[[ THE DATA open ]]
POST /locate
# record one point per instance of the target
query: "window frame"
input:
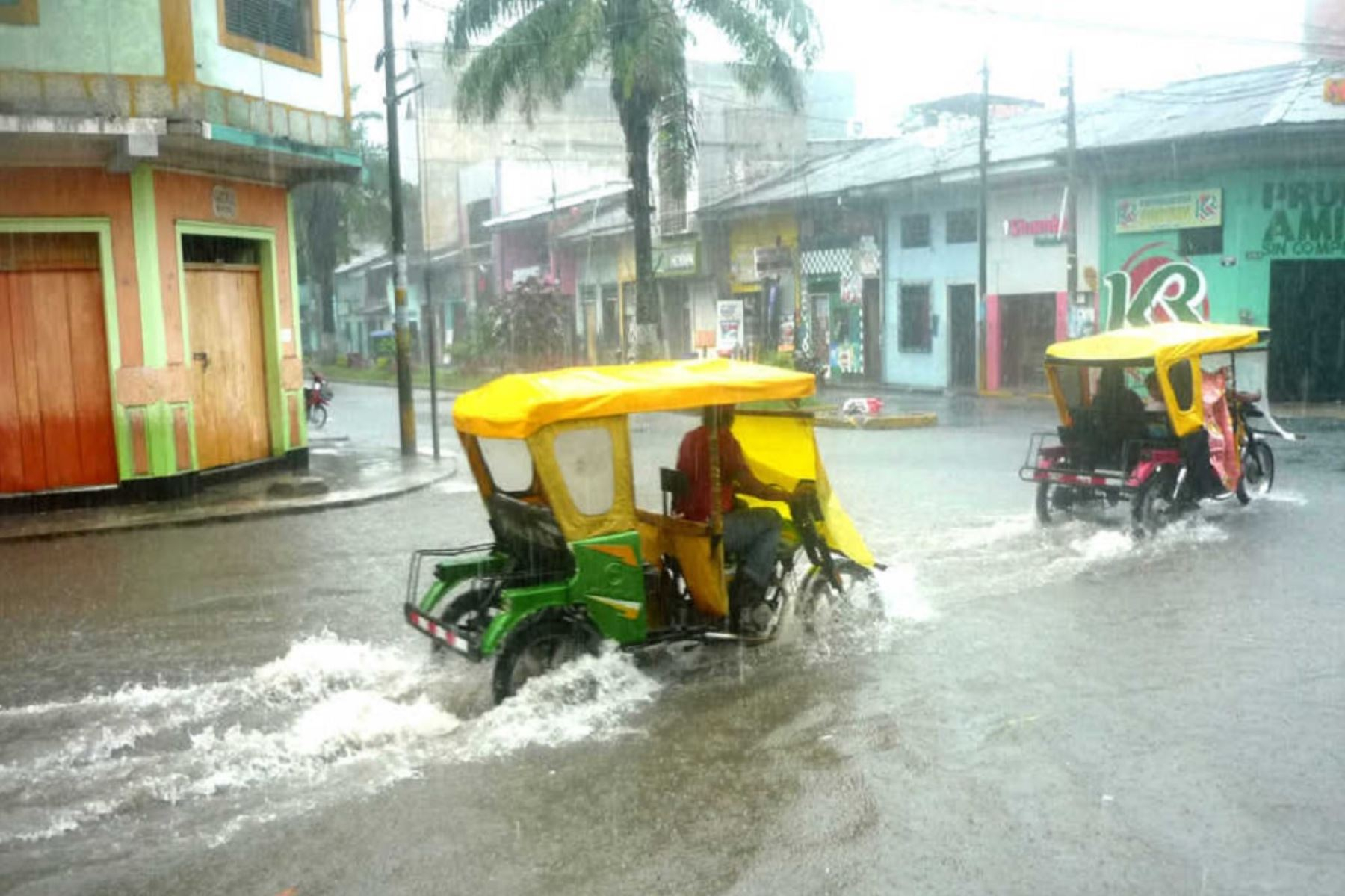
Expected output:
(928, 228)
(903, 345)
(20, 13)
(311, 64)
(947, 226)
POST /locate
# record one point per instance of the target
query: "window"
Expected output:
(1202, 241)
(18, 11)
(962, 225)
(282, 31)
(587, 466)
(915, 232)
(509, 463)
(914, 324)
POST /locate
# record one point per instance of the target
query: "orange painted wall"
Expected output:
(179, 197)
(87, 193)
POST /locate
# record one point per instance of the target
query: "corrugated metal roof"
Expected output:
(1266, 97)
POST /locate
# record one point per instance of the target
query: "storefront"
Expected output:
(154, 324)
(1027, 304)
(1254, 247)
(930, 329)
(760, 314)
(842, 295)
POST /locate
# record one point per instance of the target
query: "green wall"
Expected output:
(1269, 214)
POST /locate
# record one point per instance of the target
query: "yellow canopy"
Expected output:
(518, 405)
(1160, 343)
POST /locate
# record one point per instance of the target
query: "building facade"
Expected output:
(148, 289)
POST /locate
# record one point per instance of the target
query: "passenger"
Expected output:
(749, 534)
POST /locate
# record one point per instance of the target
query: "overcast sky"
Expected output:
(904, 52)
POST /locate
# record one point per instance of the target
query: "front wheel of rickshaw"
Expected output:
(1258, 472)
(539, 645)
(859, 596)
(1054, 502)
(1153, 505)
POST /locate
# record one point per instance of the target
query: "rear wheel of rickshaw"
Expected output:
(1054, 502)
(466, 610)
(859, 596)
(539, 645)
(1154, 505)
(1258, 472)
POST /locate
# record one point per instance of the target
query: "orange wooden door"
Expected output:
(228, 363)
(55, 401)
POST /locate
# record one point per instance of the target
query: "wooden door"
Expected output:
(55, 400)
(228, 363)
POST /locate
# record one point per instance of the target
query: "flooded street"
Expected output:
(242, 709)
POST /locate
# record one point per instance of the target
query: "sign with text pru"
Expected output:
(1170, 211)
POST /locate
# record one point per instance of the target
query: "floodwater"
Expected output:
(241, 708)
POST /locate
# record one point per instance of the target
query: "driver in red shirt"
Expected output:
(749, 534)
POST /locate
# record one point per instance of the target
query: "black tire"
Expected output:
(860, 598)
(467, 608)
(539, 645)
(1258, 472)
(1153, 505)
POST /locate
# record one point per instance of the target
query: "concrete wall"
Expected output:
(939, 267)
(87, 37)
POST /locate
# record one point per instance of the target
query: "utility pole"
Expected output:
(982, 279)
(1071, 188)
(401, 329)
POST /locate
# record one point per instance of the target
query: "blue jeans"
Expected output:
(753, 537)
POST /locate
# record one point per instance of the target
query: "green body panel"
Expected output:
(521, 603)
(611, 586)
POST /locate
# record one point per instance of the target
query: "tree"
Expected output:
(538, 50)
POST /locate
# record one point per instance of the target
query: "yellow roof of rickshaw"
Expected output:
(1157, 343)
(517, 405)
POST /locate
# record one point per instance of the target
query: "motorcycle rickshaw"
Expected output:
(1193, 439)
(575, 561)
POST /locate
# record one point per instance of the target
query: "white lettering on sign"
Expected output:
(223, 203)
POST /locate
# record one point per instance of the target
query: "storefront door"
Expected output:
(55, 407)
(1308, 329)
(962, 336)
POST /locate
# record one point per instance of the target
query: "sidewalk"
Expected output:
(338, 477)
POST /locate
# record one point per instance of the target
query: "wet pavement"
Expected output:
(242, 709)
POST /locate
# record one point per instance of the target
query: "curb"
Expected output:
(200, 517)
(916, 420)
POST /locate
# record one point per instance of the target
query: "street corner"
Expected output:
(912, 420)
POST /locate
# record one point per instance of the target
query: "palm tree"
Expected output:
(538, 50)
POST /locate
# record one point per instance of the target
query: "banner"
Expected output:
(1170, 211)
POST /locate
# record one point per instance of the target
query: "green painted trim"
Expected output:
(144, 220)
(276, 400)
(253, 140)
(111, 322)
(295, 315)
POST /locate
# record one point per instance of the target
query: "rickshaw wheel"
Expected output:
(467, 608)
(1153, 505)
(1254, 485)
(1052, 501)
(860, 595)
(539, 645)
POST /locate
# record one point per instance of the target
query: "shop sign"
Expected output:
(678, 260)
(1308, 218)
(1156, 287)
(773, 259)
(1170, 211)
(729, 327)
(522, 275)
(223, 203)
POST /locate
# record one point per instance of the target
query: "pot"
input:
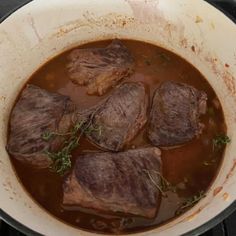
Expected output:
(192, 29)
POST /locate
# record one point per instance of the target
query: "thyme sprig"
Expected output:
(61, 160)
(220, 141)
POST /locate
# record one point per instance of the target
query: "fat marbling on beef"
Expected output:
(119, 117)
(36, 112)
(100, 68)
(116, 182)
(175, 114)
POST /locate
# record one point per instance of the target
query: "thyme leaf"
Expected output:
(190, 202)
(220, 141)
(61, 160)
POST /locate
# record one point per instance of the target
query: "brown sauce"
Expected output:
(191, 167)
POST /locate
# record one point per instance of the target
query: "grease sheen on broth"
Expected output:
(189, 167)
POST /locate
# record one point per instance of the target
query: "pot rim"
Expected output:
(197, 231)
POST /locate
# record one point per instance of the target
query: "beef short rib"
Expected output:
(115, 182)
(35, 112)
(119, 117)
(100, 68)
(175, 113)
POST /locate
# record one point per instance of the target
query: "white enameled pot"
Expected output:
(44, 28)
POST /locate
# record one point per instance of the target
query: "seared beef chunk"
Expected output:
(35, 112)
(100, 68)
(115, 182)
(119, 117)
(175, 112)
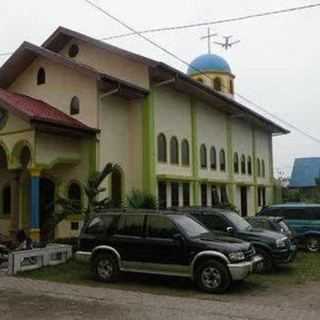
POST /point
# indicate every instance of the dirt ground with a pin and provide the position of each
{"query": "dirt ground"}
(24, 299)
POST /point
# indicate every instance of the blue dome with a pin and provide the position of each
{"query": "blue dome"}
(209, 62)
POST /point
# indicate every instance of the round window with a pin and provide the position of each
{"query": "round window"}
(73, 51)
(3, 118)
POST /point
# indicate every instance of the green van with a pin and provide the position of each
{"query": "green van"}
(303, 218)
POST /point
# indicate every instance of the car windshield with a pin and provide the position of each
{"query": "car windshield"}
(191, 227)
(284, 227)
(240, 223)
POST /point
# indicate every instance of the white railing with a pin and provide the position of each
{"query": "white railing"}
(27, 260)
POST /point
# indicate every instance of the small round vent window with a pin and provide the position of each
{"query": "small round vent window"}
(73, 51)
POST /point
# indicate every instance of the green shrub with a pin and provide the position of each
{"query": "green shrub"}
(140, 200)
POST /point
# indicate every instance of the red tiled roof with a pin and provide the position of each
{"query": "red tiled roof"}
(37, 110)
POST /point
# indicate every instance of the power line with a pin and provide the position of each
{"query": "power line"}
[[ THE DATA closed ]]
» **EXERCISE DETAILS**
Transcribe everything above exactly. Do not include the pictures.

» **WORKED SOLUTION**
POST /locate
# record one point per instance of the target
query: "window frame"
input:
Expected output:
(928, 228)
(903, 345)
(20, 13)
(311, 64)
(947, 226)
POST /locate
# record one point per instance of the target
query: "window"
Expected output:
(1202, 241)
(18, 11)
(962, 225)
(282, 31)
(587, 466)
(915, 232)
(509, 463)
(914, 324)
POST /locate
# record one point per instance of the target
query: "orange painted wall"
Expected output:
(179, 197)
(87, 193)
POST /locate
# record one point per instance of the target
query: "corrugated metal roof"
Expected output:
(1266, 97)
POST /locate
# record one point per instance of the target
query: "storefront"
Expected output:
(154, 324)
(1027, 304)
(1254, 247)
(930, 329)
(760, 314)
(842, 295)
POST /locate
# record one point per instance of the target
query: "green wall"
Expected output:
(1269, 214)
POST /locate
# record one point per instance of the target
query: "yellow canopy"
Expected output:
(518, 405)
(1160, 343)
POST /locate
# record one point per instance of the target
query: "building facade"
Expected output:
(148, 289)
POST /locate
# record one point per instance of the target
query: "passenger"
Expected output:
(749, 534)
POST /locate
# record one point per instance of the target
query: "overcast sky"
Expected output:
(904, 52)
POST /locate
# record one point per instance of the target
query: "front wheel of rickshaw"
Expected output:
(1258, 472)
(539, 645)
(859, 596)
(1054, 502)
(1153, 505)
POST /locate
# record one point per instance of the target
query: "rear wheel of rickshaw"
Expected output:
(1054, 502)
(466, 610)
(859, 596)
(539, 645)
(1154, 505)
(1258, 472)
POST /locate
# record one point per instance of the target
query: "orange wooden door"
Expected output:
(228, 363)
(55, 401)
POST /locate
# record one point per instance of the target
query: "wooden door"
Expected output:
(55, 400)
(228, 363)
POST /locate
# record one point per instance of the target
query: "flooded street"
Expected output:
(242, 709)
POST /locate
# record one point per instance of the target
query: "sign with text pru"
Expected output:
(1170, 211)
POST /locate
# record one point per instance of the target
query: "floodwater"
Expected output:
(241, 708)
POST /locate
# record one point per instance of the target
query: "driver in red shirt"
Expected output:
(749, 534)
POST /locate
# record one point per instance of the target
query: "black tire"
Expected output:
(860, 598)
(467, 608)
(539, 645)
(1258, 472)
(1153, 505)
POST /locate
# record one point per instance of the target
query: "concrete wall"
Expected output:
(939, 267)
(87, 37)
POST /locate
# record one point per instance of the target
query: "utility pole"
Expected output:
(982, 279)
(1071, 188)
(401, 329)
POST /locate
# record one point per instance of the target
query: "blue jeans"
Expected output:
(753, 537)
POST /locate
# record one point per instance of the target
query: "green body panel"
Expected output:
(521, 603)
(611, 586)
POST /locate
# record one point per instance of the target
query: "tree"
Expected output:
(538, 50)
POST /locate
# record one point per instance of the target
query: "yellow roof of rickshaw"
Expected output:
(1157, 343)
(517, 405)
POST /locate
# record one point per instance of the target
query: "motorcycle rickshaw"
Expected output:
(1193, 439)
(575, 561)
POST /locate
# record one point per instance of the target
query: "white lettering on sign"
Expected output:
(223, 203)
POST /locate
# record one point per instance of the target
query: "storefront door"
Expected output:
(55, 407)
(1308, 329)
(962, 336)
POST /locate
# record one point per instance of the target
query: "sidewalk"
Expected output:
(338, 477)
POST /locate
# record one point per instance of the target
query: "wet pavement"
Expected output:
(242, 709)
POST /locate
# record one point per instance of the target
query: "curb"
Expected output:
(200, 517)
(916, 420)
POST /locate
# record one point per instance of the target
query: "street corner"
Expected output:
(912, 420)
POST /locate
# record one point per instance of the target
query: "palm tree"
Expected output:
(538, 50)
POST /locate
# record one point per instance of the target
query: "banner"
Expected output:
(1170, 211)
POST /locate
# record one point per instance of the target
query: "green painted trim"
Expected output:
(144, 220)
(276, 400)
(253, 140)
(111, 322)
(295, 315)
POST /locate
# record one point per instance of the target
query: "rickshaw wheel"
Expected output:
(467, 608)
(1153, 505)
(1254, 485)
(1052, 501)
(860, 595)
(539, 645)
POST /locate
# record one point per instance of the target
query: "shop sign"
Expected output:
(678, 260)
(1308, 218)
(1156, 287)
(773, 259)
(1170, 211)
(729, 327)
(522, 275)
(223, 203)
POST /locate
# record one point per instance of the target
query: "pot"
input:
Expected output:
(192, 29)
POST /locate
# record one point per instance of the target
query: "thyme sprig"
Expected output:
(61, 160)
(220, 141)
POST /locate
# record one point per instance of the target
query: "fat marbling on beef"
Expected output:
(119, 117)
(36, 112)
(100, 68)
(116, 182)
(175, 114)
POST /locate
# record one point per instance of the target
query: "thyme leaf"
Expected output:
(190, 202)
(220, 141)
(61, 160)
POST /locate
# record one point per instance of the target
query: "brown sauce"
Expected output:
(191, 167)
POST /locate
# record one point per instance of the target
query: "grease sheen on broth"
Expected output:
(189, 167)
POST /locate
# record one point per instance of the target
query: "pot rim"
Expected output:
(197, 231)
POST /locate
# record one point per instance of the target
query: "beef short rib"
Expected output:
(115, 182)
(35, 112)
(119, 117)
(100, 68)
(175, 113)
POST /locate
# record one point per instance of the target
query: "white enameled pot"
Expected output:
(44, 28)
POST /locate
# record one point per instance of the target
query: "seared beef chunk"
Expected output:
(35, 112)
(100, 68)
(115, 182)
(119, 117)
(175, 112)
POST /point
# indicate every instance of the dirt ground with a pin and provide the position of each
{"query": "dirt ground"}
(24, 299)
POST /point
# indicate every instance of the blue dome with a pin and provide the position of each
{"query": "blue dome"}
(209, 62)
POST /point
# indicate every instance of the round window with a pin and provide the position of each
{"query": "round window"}
(73, 51)
(3, 118)
POST /point
# indicate every instance of the green van with a pin and provide the position of each
{"query": "green van"}
(303, 218)
POST /point
# indicate every instance of the car windshield with a pin and provide the position of each
{"query": "car windshield"}
(191, 227)
(284, 227)
(240, 223)
POST /point
# indicate every instance of the white railing with a pin and provide the position of each
{"query": "white railing"}
(27, 260)
POST /point
# indicate every instance of the small round vent window with a pin and provide the position of each
{"query": "small round vent window"}
(73, 51)
POST /point
# indicate every instance of the green shrub with a pin and provide the position of each
{"query": "green shrub"}
(140, 200)
POST /point
# indicate every instance of the red tiled roof with a pin and provide the position of each
{"query": "red tiled roof"}
(37, 110)
POST /point
# indicate every instance of the power line with a pin and provide the position of each
{"query": "power line"}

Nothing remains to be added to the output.